* _Task objective_
Return all of the records below word for word, and leave the pictures out.

* _Data section_
▬▬▬▬▬▬
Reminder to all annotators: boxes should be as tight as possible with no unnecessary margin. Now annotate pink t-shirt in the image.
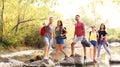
[75,21,85,36]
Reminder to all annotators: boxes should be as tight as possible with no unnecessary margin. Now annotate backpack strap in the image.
[89,31,91,41]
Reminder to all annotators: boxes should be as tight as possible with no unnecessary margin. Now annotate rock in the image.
[23,59,55,67]
[109,42,120,47]
[0,58,25,67]
[60,54,93,66]
[29,55,43,62]
[109,55,120,64]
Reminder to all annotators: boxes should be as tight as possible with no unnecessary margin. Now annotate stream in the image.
[0,42,120,67]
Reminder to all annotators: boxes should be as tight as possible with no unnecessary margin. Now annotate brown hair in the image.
[99,23,106,30]
[57,20,63,26]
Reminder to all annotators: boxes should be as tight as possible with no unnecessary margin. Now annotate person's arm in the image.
[83,23,85,38]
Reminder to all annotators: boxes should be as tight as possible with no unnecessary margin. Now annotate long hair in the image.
[58,20,63,26]
[99,23,106,30]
▬▬▬▬▬▬
* _Correct answer_
Reminder to all annotators: boxes should be as tight as possible with no unnecessary margin. Now annotate pink t-shirt in the image.
[75,21,85,36]
Reminder to all annotators: boxes should be as tight as possible with no unnecessary margin. Now annotate backpack strap in the image.
[89,31,91,41]
Reminder to all annotators: boxes should be as tight as possible with no unnecessary margin. Now annotate rock in the image.
[23,59,55,67]
[109,42,120,47]
[0,58,25,67]
[60,54,93,66]
[29,55,43,62]
[109,55,120,64]
Reminder to all annotators: boxes should be as tight as possible with no unnecessary margin. Now annotate stream in the image.
[0,42,120,67]
Reminder to all annotators: boxes should be as tight as possible with no unnecessary margin. Now annotate brown hair in the image.
[99,23,106,30]
[57,20,63,26]
Reminder to all annotators: boxes should be as tight as possible with no unnecessary margin. Now annotate person's arm in the image.
[83,23,85,38]
Reminder to all annotators: boxes should be as tight as possible with no unnecessary margin. Now annotate long hair in the image.
[58,20,63,26]
[99,23,106,30]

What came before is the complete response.